Exercise description
Locate every line in the rows below that contains the string "stairway" and copy each one out, matching case exactly.

====

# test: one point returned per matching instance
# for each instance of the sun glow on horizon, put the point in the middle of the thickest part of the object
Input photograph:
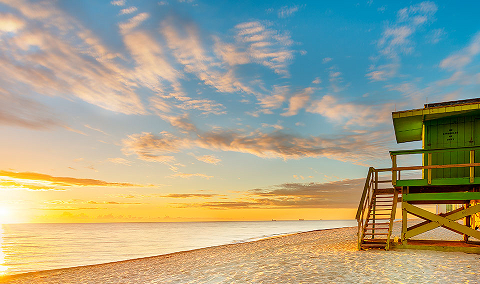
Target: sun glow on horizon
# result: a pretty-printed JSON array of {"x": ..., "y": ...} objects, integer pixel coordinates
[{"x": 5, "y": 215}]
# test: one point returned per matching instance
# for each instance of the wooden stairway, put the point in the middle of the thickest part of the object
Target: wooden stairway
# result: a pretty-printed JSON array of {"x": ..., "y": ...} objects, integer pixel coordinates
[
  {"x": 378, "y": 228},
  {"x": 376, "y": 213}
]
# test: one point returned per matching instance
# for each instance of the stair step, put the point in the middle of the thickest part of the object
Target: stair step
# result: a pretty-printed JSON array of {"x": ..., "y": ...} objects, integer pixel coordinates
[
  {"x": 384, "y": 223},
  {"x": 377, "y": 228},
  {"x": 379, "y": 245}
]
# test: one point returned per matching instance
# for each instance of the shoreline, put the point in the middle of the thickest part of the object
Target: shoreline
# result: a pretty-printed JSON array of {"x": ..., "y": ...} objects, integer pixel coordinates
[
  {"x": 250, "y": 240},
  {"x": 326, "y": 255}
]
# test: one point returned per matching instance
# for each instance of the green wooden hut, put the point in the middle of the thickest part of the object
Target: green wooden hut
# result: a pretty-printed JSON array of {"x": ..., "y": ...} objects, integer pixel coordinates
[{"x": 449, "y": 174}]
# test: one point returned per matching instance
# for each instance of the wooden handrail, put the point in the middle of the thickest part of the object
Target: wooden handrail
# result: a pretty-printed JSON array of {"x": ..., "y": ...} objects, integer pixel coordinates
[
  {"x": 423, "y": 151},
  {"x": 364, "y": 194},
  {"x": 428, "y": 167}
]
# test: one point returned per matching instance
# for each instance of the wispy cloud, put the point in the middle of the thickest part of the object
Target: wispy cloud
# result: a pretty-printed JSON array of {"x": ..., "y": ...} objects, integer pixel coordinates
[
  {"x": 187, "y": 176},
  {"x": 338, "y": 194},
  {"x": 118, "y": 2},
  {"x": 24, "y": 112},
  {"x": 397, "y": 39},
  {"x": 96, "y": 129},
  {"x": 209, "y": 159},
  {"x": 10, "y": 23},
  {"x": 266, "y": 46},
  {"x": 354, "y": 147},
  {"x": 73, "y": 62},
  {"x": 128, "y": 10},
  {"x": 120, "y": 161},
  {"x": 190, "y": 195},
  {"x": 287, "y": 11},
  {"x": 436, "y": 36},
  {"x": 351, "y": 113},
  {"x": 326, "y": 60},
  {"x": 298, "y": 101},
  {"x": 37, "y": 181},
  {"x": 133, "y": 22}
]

====

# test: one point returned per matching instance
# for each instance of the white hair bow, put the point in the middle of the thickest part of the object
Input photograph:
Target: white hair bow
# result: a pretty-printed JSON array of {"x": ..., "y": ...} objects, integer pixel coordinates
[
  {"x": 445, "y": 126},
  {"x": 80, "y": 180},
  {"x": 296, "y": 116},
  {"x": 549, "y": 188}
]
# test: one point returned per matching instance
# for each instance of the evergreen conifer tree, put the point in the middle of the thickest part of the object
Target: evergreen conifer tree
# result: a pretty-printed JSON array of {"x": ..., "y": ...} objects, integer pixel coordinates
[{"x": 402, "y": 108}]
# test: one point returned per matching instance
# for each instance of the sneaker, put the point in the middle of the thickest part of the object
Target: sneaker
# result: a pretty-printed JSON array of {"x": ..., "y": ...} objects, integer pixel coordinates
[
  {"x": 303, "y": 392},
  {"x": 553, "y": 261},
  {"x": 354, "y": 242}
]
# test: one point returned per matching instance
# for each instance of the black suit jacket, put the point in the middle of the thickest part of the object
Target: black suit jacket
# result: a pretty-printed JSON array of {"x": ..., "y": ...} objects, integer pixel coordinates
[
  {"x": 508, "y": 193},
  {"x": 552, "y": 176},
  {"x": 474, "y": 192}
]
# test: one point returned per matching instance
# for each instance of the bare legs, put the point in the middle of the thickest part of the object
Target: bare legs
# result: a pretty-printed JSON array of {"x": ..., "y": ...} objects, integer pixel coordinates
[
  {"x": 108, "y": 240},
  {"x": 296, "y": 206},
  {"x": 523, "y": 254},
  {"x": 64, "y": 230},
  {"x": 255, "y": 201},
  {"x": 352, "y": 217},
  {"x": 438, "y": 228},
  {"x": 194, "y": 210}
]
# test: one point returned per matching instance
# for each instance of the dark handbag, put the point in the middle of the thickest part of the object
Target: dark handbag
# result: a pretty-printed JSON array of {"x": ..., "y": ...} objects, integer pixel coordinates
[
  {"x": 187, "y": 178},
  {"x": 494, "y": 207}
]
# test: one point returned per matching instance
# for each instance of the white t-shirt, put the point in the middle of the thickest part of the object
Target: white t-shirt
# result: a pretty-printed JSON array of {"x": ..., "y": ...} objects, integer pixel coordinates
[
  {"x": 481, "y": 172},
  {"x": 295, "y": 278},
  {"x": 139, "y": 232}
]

====

Output below
# for each instance of the wooden stairway, put the point in the middle of the thickest part of the object
Target: wooden stairway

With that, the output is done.